* Teks sumber *

Sumatra Utara |INFOPAJAR.COM_
Akibat lemahnya koordinasi dan pengelolaan data, potensi pendapatan daerah dari Bea Perolehan Hak atas Tanah dan Bangunan (BPHTB) periode 2017–2025 diperkirakan mencapai sedikitnya Rp7 miliar tidak tertagih.
SUMATERA UTARA, BATU BARA - Dewan Pengurus Cabang Federasi Serikat Buruh Niaga, Informatika, Keuangan, Perbankan dan Aneka Industri Kab. Batu Bara, afiliasi Konfederasi Serikat Buruh Seluruh Indonesia (DPC FSB NIKEUBA KSBSI) Prov. Sumatera Utara, menyoroti Program Pendaftaran Tanah Sistematis Lengkap (PTSL) yang dijalankan sejak 2017 di Kab. Batu Bara, dinilai belum sepenuhnya berjalan efektif.
Dahnil Fahmi SH, Sekretaris DPC FSB NIKEUBA KSBSI Kab. Batu Bara mengatakan, berdasarkan hasil kajian dan temuan lapangan, ditemukan, adanya potensi kehilangan pendapatan daerah yang mencapai 7 miliar akibat lemahnya koordinasi antara Badan Pertanahan Nasional (BPN) Perwakilan Kab. Batu Bara dengan Badan Pendapatan Daerah (Bapenda) Kab. Batu Bara.

* Petunjuk *
Ringkaslah berita di atas tentang pendapatan BPHTB yang tidak tertagih dalam dua kalimat.

Catatan sumber:
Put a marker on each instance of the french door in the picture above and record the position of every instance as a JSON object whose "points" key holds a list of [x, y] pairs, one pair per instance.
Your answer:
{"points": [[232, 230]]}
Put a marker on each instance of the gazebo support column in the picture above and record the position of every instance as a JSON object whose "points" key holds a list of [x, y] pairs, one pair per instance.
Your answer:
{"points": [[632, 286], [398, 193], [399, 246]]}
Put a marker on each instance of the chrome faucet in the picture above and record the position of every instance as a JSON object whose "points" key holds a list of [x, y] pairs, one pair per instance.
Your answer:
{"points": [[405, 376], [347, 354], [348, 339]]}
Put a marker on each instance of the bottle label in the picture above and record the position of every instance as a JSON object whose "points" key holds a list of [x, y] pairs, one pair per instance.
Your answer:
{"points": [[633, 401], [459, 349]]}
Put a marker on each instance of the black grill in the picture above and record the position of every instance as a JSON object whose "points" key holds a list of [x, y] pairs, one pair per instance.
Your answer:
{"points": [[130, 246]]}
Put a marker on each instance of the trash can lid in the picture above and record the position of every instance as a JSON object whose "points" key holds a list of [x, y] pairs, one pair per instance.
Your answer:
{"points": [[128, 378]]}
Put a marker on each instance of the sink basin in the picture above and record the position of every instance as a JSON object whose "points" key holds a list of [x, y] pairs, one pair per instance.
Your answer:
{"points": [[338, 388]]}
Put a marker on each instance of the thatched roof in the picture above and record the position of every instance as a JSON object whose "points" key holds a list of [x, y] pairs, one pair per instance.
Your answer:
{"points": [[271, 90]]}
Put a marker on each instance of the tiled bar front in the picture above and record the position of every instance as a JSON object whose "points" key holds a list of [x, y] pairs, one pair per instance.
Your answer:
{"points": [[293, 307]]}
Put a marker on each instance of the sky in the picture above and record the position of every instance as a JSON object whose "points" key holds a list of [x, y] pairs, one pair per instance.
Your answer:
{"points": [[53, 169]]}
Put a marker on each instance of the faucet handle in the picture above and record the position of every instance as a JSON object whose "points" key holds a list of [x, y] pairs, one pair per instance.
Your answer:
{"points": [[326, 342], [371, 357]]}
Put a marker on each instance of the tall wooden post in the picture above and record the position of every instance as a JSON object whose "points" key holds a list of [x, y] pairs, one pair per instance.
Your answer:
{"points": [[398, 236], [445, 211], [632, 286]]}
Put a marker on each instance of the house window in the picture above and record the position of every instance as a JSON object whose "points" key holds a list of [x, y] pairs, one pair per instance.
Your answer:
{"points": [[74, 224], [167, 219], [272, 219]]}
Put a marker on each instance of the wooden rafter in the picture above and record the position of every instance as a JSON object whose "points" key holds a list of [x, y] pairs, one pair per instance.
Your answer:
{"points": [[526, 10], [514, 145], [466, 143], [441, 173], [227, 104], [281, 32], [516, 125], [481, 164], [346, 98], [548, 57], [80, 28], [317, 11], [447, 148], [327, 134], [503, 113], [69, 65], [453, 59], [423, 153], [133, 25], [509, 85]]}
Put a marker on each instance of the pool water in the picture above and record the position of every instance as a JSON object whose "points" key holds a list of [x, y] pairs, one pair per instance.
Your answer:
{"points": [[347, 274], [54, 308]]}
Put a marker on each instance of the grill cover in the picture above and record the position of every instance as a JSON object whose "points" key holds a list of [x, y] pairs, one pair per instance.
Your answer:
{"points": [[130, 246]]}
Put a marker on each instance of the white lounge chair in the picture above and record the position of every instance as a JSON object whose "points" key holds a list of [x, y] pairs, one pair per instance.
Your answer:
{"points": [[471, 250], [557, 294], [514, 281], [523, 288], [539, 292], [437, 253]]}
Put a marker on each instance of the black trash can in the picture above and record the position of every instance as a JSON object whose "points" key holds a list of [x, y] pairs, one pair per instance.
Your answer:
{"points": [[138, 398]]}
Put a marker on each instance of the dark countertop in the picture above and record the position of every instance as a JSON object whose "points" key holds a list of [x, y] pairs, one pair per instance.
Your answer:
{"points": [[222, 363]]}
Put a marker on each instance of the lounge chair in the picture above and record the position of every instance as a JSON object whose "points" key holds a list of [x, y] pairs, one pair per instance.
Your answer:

* Jawaban benar *
DPC FSB NIKEUBA KSBSI Kab. Batu Bara menilai Program Pendaftaran Tanah Sistematis Lengkap (PTSL) yang dijalankan sejak 2017 di Kab. Batu Bara belum sepenuhnya berjalan efektif. Menurut sekretarisnya, Dahnil Fahmi SH, lemahnya koordinasi antara BPN Perwakilan Kab. Batu Bara dan Bapenda Kab. Batu Bara membuat potensi pendapatan daerah dari BPHTB periode 2017–2025 sedikitnya Rp7 miliar tidak tertagih.